Directions for this task => With the line containing "Front: indicate one pin on every instance of the bicycle" as the start and the line containing "Front: indicate one pin on every instance of the rubble" as the end, transcribe that span of the entries below exactly, including both.

==== Available data ====

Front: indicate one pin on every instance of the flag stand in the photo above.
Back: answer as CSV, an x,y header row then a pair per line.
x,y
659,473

====
==== Available data ====

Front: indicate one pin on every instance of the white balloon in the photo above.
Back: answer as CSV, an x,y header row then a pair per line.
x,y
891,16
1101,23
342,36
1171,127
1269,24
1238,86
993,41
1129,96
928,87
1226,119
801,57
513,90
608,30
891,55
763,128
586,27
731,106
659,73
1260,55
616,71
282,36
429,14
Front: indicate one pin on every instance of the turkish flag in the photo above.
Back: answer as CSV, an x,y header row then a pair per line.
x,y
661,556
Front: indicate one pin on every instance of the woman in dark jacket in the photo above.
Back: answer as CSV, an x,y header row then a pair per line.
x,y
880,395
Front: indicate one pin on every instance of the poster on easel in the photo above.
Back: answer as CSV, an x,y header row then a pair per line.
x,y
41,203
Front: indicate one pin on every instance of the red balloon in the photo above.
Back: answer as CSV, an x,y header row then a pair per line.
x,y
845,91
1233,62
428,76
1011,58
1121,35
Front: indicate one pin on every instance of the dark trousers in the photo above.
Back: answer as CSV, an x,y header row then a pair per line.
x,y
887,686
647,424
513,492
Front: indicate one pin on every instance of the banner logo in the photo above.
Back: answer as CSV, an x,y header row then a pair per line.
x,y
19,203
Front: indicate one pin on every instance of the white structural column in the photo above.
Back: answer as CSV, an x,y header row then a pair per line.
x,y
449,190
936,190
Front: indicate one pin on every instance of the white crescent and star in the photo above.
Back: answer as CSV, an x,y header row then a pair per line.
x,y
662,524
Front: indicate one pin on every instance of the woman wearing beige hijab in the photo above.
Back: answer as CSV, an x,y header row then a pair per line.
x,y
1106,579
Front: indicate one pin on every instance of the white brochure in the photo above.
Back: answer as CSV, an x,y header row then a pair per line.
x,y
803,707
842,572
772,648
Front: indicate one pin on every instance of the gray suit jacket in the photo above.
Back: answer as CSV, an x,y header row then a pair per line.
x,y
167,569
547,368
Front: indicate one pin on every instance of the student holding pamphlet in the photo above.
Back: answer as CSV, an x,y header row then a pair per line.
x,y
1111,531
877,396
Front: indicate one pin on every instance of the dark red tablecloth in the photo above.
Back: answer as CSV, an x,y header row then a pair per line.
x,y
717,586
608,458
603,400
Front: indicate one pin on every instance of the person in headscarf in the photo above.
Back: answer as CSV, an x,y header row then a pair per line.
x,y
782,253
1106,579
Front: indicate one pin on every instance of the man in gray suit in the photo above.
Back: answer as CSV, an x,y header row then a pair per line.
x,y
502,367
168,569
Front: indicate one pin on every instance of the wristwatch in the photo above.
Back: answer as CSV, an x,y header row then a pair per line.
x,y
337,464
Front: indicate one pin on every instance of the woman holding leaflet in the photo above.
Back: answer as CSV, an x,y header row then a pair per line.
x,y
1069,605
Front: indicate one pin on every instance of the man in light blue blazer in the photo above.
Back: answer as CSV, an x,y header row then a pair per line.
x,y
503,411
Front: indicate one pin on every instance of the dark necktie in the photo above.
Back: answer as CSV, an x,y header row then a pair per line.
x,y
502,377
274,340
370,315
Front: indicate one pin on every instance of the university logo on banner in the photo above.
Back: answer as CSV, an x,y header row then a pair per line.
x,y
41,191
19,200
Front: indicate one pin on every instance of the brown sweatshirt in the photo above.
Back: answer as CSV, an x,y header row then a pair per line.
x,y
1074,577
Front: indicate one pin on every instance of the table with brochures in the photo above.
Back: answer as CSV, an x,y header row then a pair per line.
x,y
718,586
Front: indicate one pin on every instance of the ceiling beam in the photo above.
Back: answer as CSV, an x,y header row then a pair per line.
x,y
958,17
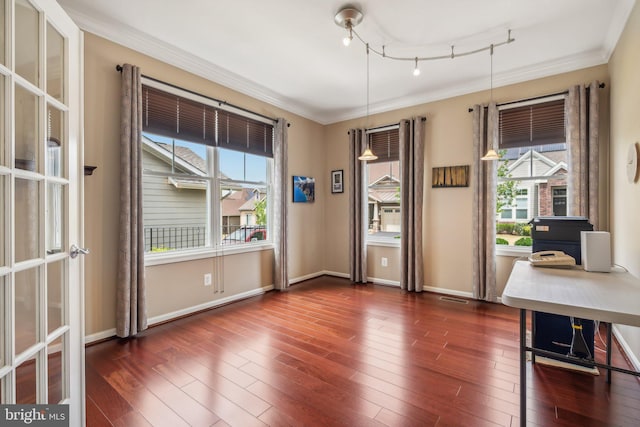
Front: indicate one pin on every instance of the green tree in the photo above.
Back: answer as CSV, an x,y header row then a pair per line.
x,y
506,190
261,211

====
==== Available data ====

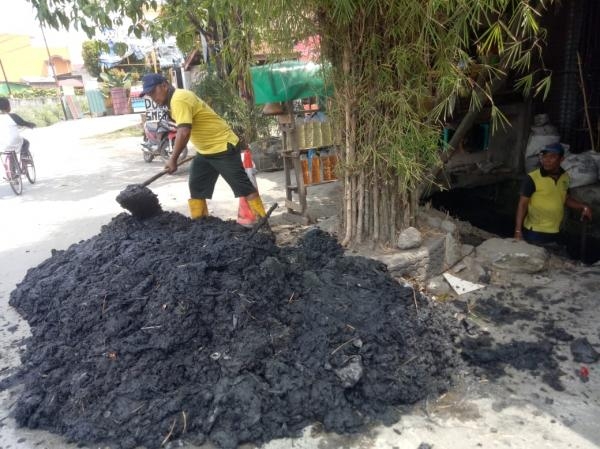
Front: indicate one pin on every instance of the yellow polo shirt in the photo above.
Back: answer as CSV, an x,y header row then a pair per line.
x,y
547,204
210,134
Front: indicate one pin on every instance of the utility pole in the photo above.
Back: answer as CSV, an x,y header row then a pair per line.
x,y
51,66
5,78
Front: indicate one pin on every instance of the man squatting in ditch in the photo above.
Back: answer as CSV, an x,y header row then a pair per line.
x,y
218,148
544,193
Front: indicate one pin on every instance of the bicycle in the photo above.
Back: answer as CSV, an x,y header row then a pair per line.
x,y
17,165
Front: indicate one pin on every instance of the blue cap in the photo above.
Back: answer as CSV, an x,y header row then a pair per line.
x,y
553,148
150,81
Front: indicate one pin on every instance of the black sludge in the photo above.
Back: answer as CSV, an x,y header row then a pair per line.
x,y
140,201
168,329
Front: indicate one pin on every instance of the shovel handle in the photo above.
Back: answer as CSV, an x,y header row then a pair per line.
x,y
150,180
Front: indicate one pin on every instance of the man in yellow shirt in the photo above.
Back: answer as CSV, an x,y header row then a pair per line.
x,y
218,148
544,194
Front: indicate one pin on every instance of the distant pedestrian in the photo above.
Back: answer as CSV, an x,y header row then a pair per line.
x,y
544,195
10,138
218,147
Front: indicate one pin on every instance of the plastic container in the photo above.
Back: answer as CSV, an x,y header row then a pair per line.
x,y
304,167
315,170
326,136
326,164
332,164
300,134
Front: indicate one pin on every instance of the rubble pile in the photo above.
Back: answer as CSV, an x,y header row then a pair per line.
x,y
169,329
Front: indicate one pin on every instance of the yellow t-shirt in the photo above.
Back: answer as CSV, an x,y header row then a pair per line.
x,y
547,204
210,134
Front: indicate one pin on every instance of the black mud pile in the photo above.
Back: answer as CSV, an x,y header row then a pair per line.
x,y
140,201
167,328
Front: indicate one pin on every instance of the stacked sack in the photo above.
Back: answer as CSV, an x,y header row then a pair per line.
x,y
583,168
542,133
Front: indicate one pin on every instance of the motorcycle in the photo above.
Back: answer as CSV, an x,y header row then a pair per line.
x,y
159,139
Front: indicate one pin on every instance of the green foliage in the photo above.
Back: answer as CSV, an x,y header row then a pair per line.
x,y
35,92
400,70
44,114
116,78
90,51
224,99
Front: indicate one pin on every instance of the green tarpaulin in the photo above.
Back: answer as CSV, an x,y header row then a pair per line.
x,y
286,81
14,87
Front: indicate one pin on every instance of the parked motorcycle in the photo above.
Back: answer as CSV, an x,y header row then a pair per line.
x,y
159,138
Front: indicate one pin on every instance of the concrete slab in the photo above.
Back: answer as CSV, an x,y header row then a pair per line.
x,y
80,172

====

Solved problem =>
Front: indicate one pin on every instance of the bicycle in the photo above.
Back: answer as CSV, an x,y header row then a pair per line.
x,y
17,165
Front: indicate one pin on every instance of the blue cap in the photo above.
Back: answer as CSV, an x,y header row then a pair per line.
x,y
553,148
150,81
Front: indicate one pin on every instance of the black sludge in the photo above.
Back: answer as CSV, an x,y header row then a pair per line.
x,y
140,201
168,329
Front: indicate one pin on every instance of the shovel handle in the photo above.
Back: answer as CSV, an x,y header row then a pair per line.
x,y
150,180
Front: indicate one pin on every instance of the man in yellow shirt in the photo above.
Back: answer as CSV, an x,y header row then a pair per line.
x,y
218,148
544,194
Front: indicate one pin on every instance of the distant pedestrian in the photo above.
Back: answer as CSV, an x,y header row then a pair per line.
x,y
544,195
10,138
218,147
Front: indicate one pin on every instance of the plastic container in the photo above.
Back: answer as CSV, an x,y header row then a pair per line.
x,y
304,167
315,170
326,136
326,164
332,164
300,134
Front: indicate one pin on every instance of the rubble pile in the photo above.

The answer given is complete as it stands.